The answer must be an exact copy of the lines from the one holding "Query: cloud layer" through the final line of the entries, and nothing else.

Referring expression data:
......
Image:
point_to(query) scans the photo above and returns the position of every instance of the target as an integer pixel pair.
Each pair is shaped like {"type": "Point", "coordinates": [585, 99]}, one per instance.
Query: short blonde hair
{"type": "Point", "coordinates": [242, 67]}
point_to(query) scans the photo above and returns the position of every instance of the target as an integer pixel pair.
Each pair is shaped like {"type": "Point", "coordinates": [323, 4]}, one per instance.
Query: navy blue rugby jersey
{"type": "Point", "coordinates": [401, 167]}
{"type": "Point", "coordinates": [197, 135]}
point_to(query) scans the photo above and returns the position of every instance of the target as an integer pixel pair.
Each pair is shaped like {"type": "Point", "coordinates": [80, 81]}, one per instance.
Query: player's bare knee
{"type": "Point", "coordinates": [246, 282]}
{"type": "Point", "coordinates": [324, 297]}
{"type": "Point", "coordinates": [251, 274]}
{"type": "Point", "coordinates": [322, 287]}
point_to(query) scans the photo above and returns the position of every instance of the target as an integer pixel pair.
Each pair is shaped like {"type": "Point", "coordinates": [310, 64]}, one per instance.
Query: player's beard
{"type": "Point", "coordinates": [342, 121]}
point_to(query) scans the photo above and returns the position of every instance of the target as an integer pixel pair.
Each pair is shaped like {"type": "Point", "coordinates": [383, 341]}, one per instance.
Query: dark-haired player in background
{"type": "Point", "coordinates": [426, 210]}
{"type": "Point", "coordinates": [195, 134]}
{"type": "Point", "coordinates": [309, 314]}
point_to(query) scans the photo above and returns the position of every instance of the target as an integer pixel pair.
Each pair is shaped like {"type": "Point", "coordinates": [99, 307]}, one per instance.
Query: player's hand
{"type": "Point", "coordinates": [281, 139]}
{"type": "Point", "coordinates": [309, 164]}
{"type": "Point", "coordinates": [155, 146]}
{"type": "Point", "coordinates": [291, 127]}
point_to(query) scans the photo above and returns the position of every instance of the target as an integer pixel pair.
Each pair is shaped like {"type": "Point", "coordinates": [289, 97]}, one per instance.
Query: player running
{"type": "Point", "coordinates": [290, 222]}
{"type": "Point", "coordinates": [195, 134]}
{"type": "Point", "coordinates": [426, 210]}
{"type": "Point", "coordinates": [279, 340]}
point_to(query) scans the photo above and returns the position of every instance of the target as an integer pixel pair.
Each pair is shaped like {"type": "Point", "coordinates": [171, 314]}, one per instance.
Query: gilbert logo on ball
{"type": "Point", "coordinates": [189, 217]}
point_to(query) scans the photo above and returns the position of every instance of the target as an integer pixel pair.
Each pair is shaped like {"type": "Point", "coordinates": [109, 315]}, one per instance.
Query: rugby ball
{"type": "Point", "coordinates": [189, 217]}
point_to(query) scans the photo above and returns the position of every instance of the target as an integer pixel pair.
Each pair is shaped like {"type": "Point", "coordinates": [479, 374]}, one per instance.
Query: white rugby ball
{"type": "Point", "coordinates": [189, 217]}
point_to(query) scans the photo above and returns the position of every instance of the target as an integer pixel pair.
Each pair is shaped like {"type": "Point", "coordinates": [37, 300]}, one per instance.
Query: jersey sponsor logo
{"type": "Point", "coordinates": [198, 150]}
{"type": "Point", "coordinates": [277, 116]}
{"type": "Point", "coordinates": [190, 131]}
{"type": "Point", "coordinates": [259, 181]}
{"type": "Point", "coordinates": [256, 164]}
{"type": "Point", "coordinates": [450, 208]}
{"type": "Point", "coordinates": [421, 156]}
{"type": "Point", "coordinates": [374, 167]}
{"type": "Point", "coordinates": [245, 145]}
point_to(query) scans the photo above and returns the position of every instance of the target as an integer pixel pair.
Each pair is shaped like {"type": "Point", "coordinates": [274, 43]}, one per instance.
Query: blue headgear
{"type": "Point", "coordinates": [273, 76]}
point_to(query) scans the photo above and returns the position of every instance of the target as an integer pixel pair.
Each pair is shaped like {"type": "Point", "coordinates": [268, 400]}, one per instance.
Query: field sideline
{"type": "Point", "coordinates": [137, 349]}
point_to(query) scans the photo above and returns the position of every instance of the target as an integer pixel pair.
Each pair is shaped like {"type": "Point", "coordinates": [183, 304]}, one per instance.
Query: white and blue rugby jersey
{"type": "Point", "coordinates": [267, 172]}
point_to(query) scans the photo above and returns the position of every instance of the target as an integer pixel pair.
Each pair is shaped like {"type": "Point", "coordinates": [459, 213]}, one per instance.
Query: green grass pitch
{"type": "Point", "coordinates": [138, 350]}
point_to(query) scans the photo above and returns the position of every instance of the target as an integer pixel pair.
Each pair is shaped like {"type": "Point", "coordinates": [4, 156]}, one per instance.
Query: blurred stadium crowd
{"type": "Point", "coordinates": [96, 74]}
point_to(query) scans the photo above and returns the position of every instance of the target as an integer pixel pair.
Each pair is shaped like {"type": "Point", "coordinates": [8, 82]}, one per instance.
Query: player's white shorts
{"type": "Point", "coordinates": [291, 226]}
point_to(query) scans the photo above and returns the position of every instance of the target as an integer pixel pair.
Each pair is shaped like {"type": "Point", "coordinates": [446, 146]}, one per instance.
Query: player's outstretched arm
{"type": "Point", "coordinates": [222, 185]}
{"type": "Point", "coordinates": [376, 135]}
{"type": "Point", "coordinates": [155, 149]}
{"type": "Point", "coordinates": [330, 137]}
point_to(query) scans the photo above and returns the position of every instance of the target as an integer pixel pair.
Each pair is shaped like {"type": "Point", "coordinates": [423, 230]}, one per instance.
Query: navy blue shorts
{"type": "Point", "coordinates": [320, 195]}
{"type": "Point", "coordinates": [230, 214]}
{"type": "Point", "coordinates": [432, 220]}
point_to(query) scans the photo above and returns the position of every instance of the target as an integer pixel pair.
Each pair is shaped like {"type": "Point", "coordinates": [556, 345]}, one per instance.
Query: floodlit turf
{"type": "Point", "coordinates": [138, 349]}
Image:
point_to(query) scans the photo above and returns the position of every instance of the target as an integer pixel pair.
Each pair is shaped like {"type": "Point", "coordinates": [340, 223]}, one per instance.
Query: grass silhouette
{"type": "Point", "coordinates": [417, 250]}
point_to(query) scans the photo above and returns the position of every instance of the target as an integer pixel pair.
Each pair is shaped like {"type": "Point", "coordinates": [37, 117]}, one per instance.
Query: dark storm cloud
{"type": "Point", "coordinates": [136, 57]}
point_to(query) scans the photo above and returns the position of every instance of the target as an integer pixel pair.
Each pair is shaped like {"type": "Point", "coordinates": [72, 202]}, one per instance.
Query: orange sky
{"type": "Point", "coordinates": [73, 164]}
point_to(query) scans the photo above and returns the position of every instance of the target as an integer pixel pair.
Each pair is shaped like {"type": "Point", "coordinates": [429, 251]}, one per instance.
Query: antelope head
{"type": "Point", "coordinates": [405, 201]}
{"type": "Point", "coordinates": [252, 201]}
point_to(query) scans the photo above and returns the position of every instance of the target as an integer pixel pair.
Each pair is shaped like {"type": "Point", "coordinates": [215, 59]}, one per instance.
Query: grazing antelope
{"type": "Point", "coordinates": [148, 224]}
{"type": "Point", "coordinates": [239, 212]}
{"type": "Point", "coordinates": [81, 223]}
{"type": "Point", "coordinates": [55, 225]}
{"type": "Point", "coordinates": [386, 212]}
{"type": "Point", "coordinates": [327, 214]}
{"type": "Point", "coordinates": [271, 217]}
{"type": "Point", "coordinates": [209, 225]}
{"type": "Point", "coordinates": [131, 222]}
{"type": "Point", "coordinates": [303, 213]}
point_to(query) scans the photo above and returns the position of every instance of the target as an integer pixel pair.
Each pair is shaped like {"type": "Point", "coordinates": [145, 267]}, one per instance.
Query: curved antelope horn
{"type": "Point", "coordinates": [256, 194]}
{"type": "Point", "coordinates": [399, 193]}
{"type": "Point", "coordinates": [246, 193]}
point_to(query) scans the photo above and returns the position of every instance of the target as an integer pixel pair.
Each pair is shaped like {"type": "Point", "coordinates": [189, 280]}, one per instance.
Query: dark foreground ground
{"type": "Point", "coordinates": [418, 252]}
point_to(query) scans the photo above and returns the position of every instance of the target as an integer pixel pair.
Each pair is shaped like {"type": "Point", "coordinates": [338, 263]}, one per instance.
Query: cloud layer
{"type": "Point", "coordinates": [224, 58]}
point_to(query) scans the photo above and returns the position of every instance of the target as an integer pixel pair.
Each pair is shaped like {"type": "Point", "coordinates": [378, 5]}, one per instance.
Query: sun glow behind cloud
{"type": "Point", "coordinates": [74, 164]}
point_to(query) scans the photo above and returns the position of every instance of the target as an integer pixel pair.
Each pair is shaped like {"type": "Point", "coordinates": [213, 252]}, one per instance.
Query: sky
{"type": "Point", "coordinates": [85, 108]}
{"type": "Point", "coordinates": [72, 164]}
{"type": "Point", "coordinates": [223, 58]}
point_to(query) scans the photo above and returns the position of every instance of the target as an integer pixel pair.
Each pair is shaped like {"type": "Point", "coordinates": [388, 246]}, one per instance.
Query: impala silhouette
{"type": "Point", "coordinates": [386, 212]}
......
YOUR RESPONSE —
Query: cloud layer
{"type": "Point", "coordinates": [224, 58]}
point_to(query) scans the photo above and returns the position of every instance of the target as an integer pixel pair.
Each pair is shaped like {"type": "Point", "coordinates": [378, 5]}, one per instance.
Query: sun glow behind cloud
{"type": "Point", "coordinates": [74, 164]}
point_to(query) scans the photo above and returns the position of every instance of the target as an integer pixel pair.
Each pair is shaped like {"type": "Point", "coordinates": [213, 252]}, one per instance.
Query: sky
{"type": "Point", "coordinates": [85, 108]}
{"type": "Point", "coordinates": [72, 164]}
{"type": "Point", "coordinates": [223, 58]}
point_to(query) scans the photo above and returns the position of every instance of the target as an integer pixel pair.
Each pair is shaped like {"type": "Point", "coordinates": [388, 246]}, one per instance.
Query: impala silhouette
{"type": "Point", "coordinates": [386, 212]}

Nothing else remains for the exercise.